**** DATA IN THIS EXERCISE ****
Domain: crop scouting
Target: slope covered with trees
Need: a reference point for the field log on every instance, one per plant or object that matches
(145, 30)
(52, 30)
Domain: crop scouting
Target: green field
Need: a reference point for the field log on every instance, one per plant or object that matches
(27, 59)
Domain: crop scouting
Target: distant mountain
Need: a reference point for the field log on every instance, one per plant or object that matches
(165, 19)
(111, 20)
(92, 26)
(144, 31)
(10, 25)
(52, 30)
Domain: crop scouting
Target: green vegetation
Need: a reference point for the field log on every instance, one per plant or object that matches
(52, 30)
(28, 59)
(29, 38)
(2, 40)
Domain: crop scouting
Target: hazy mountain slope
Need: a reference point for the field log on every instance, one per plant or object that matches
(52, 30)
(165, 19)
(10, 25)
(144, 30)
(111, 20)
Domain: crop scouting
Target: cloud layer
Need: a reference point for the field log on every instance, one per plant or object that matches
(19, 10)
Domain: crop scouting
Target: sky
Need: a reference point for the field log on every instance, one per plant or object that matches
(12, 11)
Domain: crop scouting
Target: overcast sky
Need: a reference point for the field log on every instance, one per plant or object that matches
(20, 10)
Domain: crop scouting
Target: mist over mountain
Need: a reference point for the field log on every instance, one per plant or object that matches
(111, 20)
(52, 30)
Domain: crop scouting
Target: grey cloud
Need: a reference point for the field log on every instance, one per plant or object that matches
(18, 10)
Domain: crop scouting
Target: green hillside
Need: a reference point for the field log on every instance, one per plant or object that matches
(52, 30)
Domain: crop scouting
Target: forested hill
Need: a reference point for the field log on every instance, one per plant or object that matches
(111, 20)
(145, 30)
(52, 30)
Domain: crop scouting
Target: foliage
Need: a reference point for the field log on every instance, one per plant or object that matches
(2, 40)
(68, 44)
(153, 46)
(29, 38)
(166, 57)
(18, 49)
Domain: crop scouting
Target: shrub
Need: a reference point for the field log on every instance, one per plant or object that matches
****
# TASK INSTRUCTIONS
From the records above, extract every line exactly as it stands.

# ANSWER TO THE EXERCISE
Domain: crop scouting
Target: slope covered with trees
Need: a reference point for the field log on every instance, one per plant or object that matches
(145, 30)
(52, 30)
Domain: crop scouting
Target: green field
Need: a reference point for the field log on every instance, one per plant or object that matches
(27, 59)
Domain: crop scouting
Target: distant mountain
Need: a reference point for the field log on every instance, one per plant or object that matches
(165, 19)
(111, 20)
(92, 26)
(144, 31)
(10, 25)
(52, 30)
Domain: crop scouting
Target: green vegetation
Need: a reference point for the field log on every instance, one per plant or object that matches
(52, 30)
(28, 59)
(29, 38)
(2, 40)
Domain: crop scouting
Target: hazy mountain slope
Need: a reference point for the field log on every instance, one per plant or object that matches
(52, 30)
(165, 19)
(10, 25)
(144, 30)
(111, 20)
Domain: crop scouting
Target: cloud layer
Need: a reference point for the field log on every instance, one per plant or object that matches
(19, 10)
Domain: crop scouting
Target: sky
Need: a reference point for the field log on every instance, one per plant or object that matches
(12, 11)
Domain: crop scouting
Target: overcast sky
Need: a reference point for the field log on every instance, one per plant or object that matches
(20, 10)
Domain: crop scouting
Target: mist over mountain
Need: a reference point for the field log on every instance, one per plant or object that matches
(111, 20)
(52, 30)
Domain: crop scouting
Target: grey cloud
Need: a reference point for the field log on every instance, one per plant or object that matches
(18, 10)
Domain: crop scouting
Target: green hillside
Need: a reference point for the field log on every instance, one per plant or object that matches
(52, 30)
Domain: crop scouting
Target: forested hill
Need: a reference point for the field log on every instance, one per plant or object that matches
(111, 20)
(145, 30)
(52, 30)
Domain: crop scouting
Target: foliage
Need: a reference point for the field log on every instance, one per plant or object that matches
(2, 40)
(68, 44)
(153, 46)
(29, 38)
(166, 57)
(18, 49)
Domain: crop scouting
Target: shrub
Need: a reference point for the field log on every instance, one per plant or object that matches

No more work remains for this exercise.